◆ Required work ◆
a: Could you reproduce the passage of the course description starting at "Fawaz is writing" and ending at "of its peripheries."?
b: Which lines in the records contain the string "with"? Select and copy each one, treating uppercase and lowercase as different.

◆ Excerpt to read ◆
Semester fall semester 2020
Course frequency Once only
Lecturers Mona Fawaz (mona.fawaz@unibas.ch, Assessor)
Content This year’s distinguished visiting professor is Prof. Dr. Mona Fawaz. She is an associate professor of urban planning and studies in the Department of Architecture and Design at the American University of Beirut. Based on an interdisciplinary approach that looks at actor strategies, legal/informal regulatory frameworks, and property regimes, her work investigates the social production of city spaces in a series of empirical case studies taken in informal settlements as well as in large-scale public and private urban developments.
Fawaz is writing a book provisionally titled “When the Plan Fails and Urban Regulations Are Bypassed: Narrating Beirut from its Peripheries.” Juxtaposed against a dominant historiography that describes Beirut’s growth as a process originating from a central core, the project brings to light narratives taken from the city’s peripheries that together posit a revised vision of the city’s production: one where informal settlements, refugee camps, and old villages appear as laboratories of city making. The project focuses on the formative period 1950–1975 and seeks to describe an alternative history of the production of Beirut, rather than a history of its peripheries.
Fawaz completed her graduate studies at the Massachusetts Institute of Technology after earning a bachelor of architecture at the American University of Beirut. Recent publications include “The Politics of Property in Planning: Hezbollah’s Reconstruction of Haret Hreik as Case Study,” in the International Journal of Urban and Regional Research (May 2014), and “Towards the Right to the City in Informal Settlements,” in Locating Right to the City in the Global South (Routledge, 2013).

This seminar is designed as an introduction to a number of current debates in the field of urban planning. Its main purpose is to help students question the process of “intervening” on cities and their regions by exploring critically the position of city planners vis-à-vis other actors, the goals that motivate these interventions, the assumptions that justify them, and the tools used to implement them. It does so from a position anchored in the Global South where the profession of city planning was historically introduced with colonialism and embedded within its practices. However, rather than only covering the dark history of planning and its questionable present, the course also investigates the possibility of activating the progressive potentials of planning, a profession heavily invested in the notions of “common good” and “public interest” at a time when these ideals are severely compromised globally.

◆ Material for this exercise ◆
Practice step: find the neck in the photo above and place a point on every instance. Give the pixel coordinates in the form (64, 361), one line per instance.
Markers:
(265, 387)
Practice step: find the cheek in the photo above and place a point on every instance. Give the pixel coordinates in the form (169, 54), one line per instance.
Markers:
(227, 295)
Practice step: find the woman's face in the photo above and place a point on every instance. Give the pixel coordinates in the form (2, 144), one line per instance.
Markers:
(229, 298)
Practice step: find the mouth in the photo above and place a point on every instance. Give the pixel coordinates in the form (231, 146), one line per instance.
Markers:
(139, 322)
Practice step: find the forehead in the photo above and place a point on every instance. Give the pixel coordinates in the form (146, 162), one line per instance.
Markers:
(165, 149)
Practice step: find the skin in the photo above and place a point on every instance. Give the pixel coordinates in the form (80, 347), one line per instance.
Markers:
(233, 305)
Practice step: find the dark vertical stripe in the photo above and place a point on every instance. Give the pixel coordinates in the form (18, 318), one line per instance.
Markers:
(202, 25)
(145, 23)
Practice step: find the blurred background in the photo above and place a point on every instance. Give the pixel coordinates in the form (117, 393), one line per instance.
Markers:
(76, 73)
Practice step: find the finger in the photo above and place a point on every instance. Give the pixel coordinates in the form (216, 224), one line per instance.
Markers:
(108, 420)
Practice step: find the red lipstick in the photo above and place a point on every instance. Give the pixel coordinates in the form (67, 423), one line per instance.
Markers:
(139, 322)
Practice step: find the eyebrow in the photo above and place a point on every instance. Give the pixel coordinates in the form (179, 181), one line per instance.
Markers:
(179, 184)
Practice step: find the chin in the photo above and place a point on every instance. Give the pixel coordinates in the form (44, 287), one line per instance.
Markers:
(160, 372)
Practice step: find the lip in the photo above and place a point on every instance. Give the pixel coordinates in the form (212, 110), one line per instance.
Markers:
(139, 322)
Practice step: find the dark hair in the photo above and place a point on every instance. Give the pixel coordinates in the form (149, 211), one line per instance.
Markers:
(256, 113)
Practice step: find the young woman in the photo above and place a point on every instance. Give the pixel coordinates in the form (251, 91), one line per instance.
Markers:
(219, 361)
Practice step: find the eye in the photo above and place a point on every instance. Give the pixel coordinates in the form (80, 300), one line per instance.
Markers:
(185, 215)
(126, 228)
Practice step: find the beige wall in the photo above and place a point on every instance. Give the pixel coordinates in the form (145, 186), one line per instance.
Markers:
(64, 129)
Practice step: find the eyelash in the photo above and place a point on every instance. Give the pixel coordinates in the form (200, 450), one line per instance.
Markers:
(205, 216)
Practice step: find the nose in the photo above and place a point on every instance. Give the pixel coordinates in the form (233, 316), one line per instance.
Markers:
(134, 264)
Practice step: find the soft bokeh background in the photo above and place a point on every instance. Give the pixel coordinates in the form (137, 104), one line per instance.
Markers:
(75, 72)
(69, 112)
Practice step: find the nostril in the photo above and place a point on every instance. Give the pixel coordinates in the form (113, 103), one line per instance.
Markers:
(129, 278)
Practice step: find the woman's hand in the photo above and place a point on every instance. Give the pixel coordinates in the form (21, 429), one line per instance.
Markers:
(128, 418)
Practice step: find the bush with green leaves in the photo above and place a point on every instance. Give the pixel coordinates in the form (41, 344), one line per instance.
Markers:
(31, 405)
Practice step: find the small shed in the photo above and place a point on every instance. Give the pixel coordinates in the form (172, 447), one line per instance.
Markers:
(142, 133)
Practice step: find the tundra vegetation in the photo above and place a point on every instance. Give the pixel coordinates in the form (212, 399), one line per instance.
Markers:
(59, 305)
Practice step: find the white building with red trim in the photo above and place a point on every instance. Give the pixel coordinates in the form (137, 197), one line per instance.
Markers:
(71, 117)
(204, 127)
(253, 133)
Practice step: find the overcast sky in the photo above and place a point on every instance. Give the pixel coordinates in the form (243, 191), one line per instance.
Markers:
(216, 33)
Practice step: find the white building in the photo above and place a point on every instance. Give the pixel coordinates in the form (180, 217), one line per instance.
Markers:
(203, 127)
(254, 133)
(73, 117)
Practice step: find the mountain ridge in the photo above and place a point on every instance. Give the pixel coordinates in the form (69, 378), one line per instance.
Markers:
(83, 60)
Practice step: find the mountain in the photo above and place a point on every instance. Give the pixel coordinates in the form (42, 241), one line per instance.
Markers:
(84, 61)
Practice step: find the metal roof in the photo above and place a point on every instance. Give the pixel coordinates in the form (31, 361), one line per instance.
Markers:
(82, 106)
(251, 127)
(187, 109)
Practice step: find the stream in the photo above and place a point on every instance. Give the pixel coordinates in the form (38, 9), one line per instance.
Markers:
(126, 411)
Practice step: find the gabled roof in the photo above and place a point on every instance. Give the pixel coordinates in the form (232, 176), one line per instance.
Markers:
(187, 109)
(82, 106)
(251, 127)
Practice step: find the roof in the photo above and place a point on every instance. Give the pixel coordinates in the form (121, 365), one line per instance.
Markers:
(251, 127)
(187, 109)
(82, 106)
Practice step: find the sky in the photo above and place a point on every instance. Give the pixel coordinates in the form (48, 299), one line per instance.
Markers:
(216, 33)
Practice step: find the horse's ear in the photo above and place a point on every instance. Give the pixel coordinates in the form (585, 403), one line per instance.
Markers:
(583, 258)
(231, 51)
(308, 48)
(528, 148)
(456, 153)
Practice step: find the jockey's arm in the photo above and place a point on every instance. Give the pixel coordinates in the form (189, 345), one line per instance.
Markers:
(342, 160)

◆ Responses per task ◆
a:
Fawaz is writing a book provisionally titled “When the Plan Fails and Urban Regulations Are Bypassed: Narrating Beirut from its Peripheries.” Juxtaposed against a dominant historiography that describes Beirut’s growth as a process originating from a central core, the project brings to light narratives taken from the city’s peripheries that together posit a revised vision of the city’s production: one where informal settlements, refugee camps, and old villages appear as laboratories of city making. The project focuses on the formative period 1950–1975 and seeks to describe an alternative history of the production of Beirut, rather than a history of its peripheries.

b:
Practice step: find the bush with green leaves in the photo above and place a point on every instance. Give the pixel coordinates in the form (41, 344), one line per instance.
Practice step: find the white building with red trim in the photo above and place a point on every instance. Give the pixel coordinates in the form (137, 197), one line per instance.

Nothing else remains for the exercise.